▶ Tâches à réaliser:
A: Dans la critique de Rigoletto, relevez s'il vous plaît chaque verbe à l'infinitif placé après « où l'on peut ».
B: Poursuivez la critique de Rigoletto après sa dernière phrase.

A en juger par l’affluence, Rigoletto manquait au public marseillais, qui a décrété un triomphe pour cette production maison réalisée en partenariat avec les Chorégies d’Orange, où elle fut créée en 2017. L’enthousiasme s’adressait-il aussi au décor d’Emmanuelle Favre ? Reproduisant celui conçu pour l’immense plateau d’Orange, réduit à l’échelle de la scène marseillaise, il propose d’un acte à l’autre une structure unique, celle d’un haut mur à la base duquel repose une marotte géante dont la tête grotesque servira de support aux vidéos de Virgile Koering. Elles montreront les frondaisons du jardin clos de Rigoletto, à l’acte II, ou les veines du bois d’un objet obsolète, au troisième acte. Le manche ou le sceptre, comme on voudra, de la marotte est utilisé comme un praticable, une passerelle, où l’on peut défiler, s’exhiber et surplomber la masse des courtisans.

▶ Enregistrements présentés:
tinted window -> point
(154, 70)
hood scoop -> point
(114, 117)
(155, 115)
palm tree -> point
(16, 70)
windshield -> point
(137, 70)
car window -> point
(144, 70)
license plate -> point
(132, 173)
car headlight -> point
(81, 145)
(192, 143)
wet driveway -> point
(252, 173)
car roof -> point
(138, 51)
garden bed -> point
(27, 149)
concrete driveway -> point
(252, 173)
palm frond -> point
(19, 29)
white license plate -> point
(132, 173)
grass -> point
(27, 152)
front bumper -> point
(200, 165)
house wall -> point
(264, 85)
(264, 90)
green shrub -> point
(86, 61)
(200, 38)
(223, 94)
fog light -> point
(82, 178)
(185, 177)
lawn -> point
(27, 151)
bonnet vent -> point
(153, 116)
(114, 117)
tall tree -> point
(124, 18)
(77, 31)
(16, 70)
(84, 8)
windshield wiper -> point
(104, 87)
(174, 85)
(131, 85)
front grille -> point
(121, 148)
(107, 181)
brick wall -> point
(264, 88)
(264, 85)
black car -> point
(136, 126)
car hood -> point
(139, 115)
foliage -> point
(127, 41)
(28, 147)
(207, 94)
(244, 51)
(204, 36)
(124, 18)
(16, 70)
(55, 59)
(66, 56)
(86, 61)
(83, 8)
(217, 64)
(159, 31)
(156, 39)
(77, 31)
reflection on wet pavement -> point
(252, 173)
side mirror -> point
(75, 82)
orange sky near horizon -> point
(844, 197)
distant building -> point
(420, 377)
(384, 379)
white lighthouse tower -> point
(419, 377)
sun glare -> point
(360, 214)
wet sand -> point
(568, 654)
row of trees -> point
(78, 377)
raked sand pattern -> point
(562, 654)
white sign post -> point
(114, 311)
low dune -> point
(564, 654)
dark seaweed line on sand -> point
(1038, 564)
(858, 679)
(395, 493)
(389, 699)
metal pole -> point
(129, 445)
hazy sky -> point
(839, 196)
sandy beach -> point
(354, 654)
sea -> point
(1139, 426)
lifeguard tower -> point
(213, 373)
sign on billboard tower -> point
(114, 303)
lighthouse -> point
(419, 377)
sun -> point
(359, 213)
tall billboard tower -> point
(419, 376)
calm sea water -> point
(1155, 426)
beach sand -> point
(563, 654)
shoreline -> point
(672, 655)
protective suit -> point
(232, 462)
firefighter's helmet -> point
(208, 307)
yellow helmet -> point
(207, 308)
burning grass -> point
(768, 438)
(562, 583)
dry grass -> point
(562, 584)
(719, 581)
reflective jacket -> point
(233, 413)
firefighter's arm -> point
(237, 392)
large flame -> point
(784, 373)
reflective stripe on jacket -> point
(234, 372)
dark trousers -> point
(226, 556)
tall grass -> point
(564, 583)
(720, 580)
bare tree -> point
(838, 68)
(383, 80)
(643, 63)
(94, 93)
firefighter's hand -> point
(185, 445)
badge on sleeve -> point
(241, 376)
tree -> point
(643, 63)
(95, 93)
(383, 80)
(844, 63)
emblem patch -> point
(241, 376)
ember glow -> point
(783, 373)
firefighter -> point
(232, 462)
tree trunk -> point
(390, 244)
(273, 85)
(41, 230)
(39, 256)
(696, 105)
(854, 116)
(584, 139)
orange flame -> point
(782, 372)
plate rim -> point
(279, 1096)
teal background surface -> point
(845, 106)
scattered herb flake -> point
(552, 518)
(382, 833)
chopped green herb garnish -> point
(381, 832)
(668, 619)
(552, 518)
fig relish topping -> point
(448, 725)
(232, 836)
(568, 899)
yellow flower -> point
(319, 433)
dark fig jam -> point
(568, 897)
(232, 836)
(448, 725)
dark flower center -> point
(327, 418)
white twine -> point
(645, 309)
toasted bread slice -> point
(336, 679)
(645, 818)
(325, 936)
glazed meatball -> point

▶ Réponses aux tâches:
A: défiler, s'exhiber, surplomber

B:
Située sur la scène comme elle l’est, cette structure ne permet pas d’en exploiter toute la profondeur, avec les conséquences que l’on devine pour les mouvements de foule, réduits à leur plus simple expression. Sans doute Charles Roubaud essaie-t-il de les animer. Il fait défiler les invitées de la fête initiale sur le praticable, mettant en valeur les somptueuses toilettes féminines conçues par Katia Duflot. Mais cela semble plus un raout mondain qu’une orgie naissante. Plus tard, l’expédition nocturne des courtisans devient, pour lui, le prolongement de la soirée très arrosée. Mais c’est le traitement des scènes avec solistes qui laisse insatisfait, tant les positions face au public, qui affaiblissent l’impact dramatique des interactions, semblent systématiques.
© Christian Dresse
Toutefois, ces choix de mise en scène ont peut-être leur justification : pour deux des solistes ces représentations sont l’occasion d’une prise de rôle. Dès lors, les mettre en relation directe et prolongée avec la fosse peut être interprété comme la bienveillance d’un professionnel chevronné envers des artistes dont le souci en ce soir de première est leur coordination avec le chef d’orchestre. On est enclin à le croire, car au premier acte la direction de Roberto Rizzi-Brignoli nous semble quelque peu inégale, tantôt précipitée, tantôt excessivement ralentie, aux dépens ou en faveur des chanteurs. Après l’entracte, toutefois, nous avons retrouvé le chef dont nous aimons le lyrisme, et la netteté d’une lecture qui imprime à l’orchestre, qui lui répond admirablement, la cohérence dramatique et les accents, goguenards et sinistres, acides et déchirants, mélodieux et désarmants, dans une marche inéluctable où le destin va s’accomplir.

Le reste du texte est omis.